## Description of the task
Write out again, exactly as they stand, the line that includes "dirt bank in the photo above." and all remaining lines of the entries.

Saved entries

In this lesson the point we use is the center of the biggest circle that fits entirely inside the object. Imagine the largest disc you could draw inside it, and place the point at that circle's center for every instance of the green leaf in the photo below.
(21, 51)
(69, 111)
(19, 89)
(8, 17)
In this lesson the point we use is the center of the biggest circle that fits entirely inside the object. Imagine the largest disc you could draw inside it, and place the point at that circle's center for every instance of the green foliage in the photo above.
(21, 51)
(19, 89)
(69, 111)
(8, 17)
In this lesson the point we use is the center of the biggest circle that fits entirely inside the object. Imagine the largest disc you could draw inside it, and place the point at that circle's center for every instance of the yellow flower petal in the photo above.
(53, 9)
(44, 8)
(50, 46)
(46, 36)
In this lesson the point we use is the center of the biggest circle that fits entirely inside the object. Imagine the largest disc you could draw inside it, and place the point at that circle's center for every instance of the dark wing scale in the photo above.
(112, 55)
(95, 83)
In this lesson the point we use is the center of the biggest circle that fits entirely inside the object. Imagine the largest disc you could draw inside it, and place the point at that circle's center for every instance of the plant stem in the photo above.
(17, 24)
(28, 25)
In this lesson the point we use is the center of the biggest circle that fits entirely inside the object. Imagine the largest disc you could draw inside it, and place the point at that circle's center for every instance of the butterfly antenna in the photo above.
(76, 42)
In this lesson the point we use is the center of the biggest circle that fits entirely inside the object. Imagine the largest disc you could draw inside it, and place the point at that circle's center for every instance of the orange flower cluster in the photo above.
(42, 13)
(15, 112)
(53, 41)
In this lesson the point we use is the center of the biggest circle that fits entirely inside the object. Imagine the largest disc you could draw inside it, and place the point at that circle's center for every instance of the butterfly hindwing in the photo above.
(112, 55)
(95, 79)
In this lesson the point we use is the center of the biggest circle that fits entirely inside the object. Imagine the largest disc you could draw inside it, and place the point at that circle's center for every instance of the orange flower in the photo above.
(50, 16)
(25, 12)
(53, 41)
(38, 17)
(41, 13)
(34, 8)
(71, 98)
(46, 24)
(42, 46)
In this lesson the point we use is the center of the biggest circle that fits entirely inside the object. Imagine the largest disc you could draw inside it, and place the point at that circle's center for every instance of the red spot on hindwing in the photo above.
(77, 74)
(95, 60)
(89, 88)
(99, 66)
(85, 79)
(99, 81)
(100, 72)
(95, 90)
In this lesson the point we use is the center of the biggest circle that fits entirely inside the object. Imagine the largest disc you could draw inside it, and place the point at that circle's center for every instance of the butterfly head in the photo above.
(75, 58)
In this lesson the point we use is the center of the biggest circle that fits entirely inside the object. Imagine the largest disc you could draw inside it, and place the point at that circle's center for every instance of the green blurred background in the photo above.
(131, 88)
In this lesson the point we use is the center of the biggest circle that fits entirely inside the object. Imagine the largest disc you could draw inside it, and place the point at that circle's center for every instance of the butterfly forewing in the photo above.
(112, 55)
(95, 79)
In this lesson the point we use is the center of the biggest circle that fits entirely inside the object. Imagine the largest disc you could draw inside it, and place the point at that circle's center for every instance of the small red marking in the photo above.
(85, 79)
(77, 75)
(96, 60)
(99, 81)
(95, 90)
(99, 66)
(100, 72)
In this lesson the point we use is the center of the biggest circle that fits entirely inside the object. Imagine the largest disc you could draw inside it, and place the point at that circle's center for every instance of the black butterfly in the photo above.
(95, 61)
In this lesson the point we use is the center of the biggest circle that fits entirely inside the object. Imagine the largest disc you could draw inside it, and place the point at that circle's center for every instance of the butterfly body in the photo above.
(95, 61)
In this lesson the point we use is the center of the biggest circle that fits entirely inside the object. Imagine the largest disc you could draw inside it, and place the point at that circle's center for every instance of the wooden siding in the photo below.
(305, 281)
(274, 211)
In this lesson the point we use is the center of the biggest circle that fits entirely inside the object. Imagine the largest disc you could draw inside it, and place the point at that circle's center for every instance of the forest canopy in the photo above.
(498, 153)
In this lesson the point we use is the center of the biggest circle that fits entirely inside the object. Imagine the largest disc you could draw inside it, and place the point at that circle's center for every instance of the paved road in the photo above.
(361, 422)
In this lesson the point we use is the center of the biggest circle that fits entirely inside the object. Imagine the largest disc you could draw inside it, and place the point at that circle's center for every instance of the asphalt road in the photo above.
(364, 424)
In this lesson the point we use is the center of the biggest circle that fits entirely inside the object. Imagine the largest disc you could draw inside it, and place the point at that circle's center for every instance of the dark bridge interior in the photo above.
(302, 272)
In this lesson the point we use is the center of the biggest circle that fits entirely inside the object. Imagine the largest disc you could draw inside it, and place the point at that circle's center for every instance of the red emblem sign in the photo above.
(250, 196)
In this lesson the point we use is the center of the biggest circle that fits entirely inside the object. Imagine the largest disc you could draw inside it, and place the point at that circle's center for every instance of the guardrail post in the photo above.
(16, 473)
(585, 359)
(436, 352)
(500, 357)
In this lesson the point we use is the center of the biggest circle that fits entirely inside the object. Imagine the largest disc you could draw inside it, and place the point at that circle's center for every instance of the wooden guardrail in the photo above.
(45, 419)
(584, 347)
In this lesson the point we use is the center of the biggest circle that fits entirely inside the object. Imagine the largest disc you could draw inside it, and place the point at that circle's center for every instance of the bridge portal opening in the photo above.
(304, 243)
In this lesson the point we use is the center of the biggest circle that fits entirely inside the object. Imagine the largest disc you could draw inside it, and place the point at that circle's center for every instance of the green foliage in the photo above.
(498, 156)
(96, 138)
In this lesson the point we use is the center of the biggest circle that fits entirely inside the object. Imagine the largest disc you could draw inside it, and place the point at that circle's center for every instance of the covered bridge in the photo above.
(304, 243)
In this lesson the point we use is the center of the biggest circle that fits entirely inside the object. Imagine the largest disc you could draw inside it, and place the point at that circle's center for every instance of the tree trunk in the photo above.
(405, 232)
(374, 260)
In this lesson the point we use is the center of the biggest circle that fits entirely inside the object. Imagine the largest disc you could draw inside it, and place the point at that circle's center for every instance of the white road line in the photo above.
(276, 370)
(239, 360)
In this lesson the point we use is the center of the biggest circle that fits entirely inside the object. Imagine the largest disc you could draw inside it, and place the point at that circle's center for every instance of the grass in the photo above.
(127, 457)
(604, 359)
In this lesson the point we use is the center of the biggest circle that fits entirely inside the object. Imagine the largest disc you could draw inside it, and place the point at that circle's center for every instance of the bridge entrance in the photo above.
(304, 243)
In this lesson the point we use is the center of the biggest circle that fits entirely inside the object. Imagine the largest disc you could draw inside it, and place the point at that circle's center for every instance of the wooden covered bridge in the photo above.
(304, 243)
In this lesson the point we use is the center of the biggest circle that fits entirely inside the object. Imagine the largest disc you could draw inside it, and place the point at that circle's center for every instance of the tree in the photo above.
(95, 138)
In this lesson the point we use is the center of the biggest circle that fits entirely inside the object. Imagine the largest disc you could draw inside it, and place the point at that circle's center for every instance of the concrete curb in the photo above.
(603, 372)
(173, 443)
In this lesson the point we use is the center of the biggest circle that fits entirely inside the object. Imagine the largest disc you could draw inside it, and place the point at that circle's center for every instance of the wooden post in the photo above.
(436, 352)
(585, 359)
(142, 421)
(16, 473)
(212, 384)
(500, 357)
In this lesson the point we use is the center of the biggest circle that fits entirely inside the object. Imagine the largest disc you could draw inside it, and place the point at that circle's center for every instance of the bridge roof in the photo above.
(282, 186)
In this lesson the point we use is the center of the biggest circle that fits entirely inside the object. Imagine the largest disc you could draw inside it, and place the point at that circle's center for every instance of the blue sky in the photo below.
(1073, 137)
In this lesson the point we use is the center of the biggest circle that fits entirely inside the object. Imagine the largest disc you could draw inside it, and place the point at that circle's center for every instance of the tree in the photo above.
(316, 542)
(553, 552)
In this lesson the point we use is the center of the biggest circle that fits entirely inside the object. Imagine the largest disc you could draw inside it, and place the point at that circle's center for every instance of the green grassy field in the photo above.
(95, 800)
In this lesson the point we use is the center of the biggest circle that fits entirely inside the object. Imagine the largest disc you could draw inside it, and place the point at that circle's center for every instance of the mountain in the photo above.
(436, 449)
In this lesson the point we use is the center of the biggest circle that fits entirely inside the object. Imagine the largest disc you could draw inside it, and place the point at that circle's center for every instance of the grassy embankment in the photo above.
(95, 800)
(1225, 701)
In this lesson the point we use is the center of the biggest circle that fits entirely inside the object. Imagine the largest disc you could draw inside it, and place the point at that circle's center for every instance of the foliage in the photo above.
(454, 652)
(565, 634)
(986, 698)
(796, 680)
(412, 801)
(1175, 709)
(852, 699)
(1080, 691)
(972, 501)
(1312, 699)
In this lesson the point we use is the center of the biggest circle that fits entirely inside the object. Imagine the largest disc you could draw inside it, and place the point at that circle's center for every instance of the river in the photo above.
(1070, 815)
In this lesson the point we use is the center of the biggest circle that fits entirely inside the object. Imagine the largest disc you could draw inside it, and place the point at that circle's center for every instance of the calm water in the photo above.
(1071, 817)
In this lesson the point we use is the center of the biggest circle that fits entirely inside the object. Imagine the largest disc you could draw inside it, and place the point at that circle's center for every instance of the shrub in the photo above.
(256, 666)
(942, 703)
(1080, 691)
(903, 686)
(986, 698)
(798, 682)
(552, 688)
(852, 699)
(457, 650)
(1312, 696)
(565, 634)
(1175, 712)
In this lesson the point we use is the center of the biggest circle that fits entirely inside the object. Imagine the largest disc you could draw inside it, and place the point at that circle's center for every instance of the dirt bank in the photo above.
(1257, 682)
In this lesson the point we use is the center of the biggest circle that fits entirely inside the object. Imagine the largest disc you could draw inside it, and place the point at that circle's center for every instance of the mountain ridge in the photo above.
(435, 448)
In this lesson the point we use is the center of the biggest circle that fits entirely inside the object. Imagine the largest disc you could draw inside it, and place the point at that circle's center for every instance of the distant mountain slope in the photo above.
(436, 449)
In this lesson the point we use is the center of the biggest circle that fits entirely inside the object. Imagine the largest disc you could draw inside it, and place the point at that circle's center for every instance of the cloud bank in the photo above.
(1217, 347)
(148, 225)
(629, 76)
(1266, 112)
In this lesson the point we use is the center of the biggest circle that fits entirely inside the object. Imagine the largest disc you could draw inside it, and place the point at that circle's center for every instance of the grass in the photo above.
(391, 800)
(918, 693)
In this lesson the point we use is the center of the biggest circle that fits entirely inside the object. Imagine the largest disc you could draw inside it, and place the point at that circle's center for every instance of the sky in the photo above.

## Problem solution
In this lesson the point we use is the center of the biggest circle that fits entirely inside the object. Imagine the largest disc you could draw inside it, and place the point at that circle's center for every instance of the dirt bank in the photo above.
(1257, 682)
In this lesson the point we use is the center of the biggest circle that fits entirely inside the object. Imagine the largest disc you could draw inside it, and place the point at that circle's center for every instance of the mountain ridge in the photo above.
(435, 448)
In this lesson the point we use is the center of the biggest circle that fits entirely inside the object. Imagine the largest disc you could draw inside it, and place the point at that circle's center for every instance of the distant mountain slope in the photo above.
(436, 449)
In this lesson the point we use is the center of the biggest circle that fits entirely inside the object. Imagine the largest disc you could draw inside it, and place the point at that circle's center for every instance of the cloud bank in the photo above.
(1217, 347)
(148, 225)
(629, 76)
(1266, 112)
In this lesson the point we use is the center of the biggest circle that fits entirely inside the object. Imagine the largest disc you could draw inside it, and place the point at that circle's center for every instance of the grass in the photo above.
(391, 800)
(918, 693)
In this lesson the point we use is the center of the biggest circle that fits entirely inside the object. Imagine the largest disc you could draw inside it, and place the point at that circle's center for every instance of the sky in the photo above.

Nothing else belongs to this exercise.